▸ Problem requirements: Please rewrite the lines from the one containing "Help me locate the scissor" through the one containing "[[158, 97, 227, 205]]", inclusive, changing "scissor lift" to "boom lift" and leaving everything else unchanged.

▸ Material for this exercise:
* * * * *
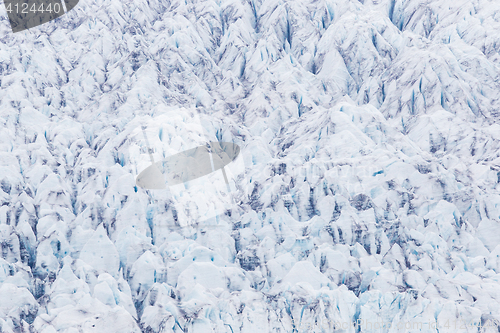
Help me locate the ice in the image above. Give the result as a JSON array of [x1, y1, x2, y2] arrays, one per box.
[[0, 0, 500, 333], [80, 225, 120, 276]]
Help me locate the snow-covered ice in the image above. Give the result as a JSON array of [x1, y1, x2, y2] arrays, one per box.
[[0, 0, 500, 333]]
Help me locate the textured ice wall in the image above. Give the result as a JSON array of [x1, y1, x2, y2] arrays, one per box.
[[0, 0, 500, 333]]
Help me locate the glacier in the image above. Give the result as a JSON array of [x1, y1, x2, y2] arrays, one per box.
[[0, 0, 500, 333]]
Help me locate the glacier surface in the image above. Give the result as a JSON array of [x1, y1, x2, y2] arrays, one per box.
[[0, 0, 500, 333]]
* * * * *
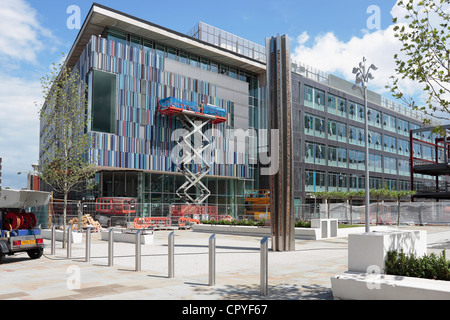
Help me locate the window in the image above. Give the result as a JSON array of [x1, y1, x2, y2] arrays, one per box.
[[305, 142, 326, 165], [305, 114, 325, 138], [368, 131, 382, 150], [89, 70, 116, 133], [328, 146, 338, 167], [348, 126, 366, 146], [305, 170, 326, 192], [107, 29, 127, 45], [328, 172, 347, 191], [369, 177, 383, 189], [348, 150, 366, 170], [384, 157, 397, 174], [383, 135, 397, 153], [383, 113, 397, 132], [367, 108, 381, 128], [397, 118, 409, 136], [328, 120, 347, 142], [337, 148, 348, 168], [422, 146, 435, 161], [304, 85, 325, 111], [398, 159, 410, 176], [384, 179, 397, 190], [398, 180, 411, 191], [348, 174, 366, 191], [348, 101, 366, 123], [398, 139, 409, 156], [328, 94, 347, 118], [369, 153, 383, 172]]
* * * * *
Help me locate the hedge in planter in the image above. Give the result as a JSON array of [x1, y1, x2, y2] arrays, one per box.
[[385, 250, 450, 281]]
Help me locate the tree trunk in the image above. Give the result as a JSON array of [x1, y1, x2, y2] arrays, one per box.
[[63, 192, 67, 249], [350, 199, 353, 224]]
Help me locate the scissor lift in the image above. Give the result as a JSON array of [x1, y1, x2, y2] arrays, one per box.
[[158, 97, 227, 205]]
* * * * *
▸ Response to this task:
Help me locate the boom lift in the image above. Give the result as a JSON array of [x1, y1, x2, y2] arrays, one per box.
[[158, 97, 227, 205]]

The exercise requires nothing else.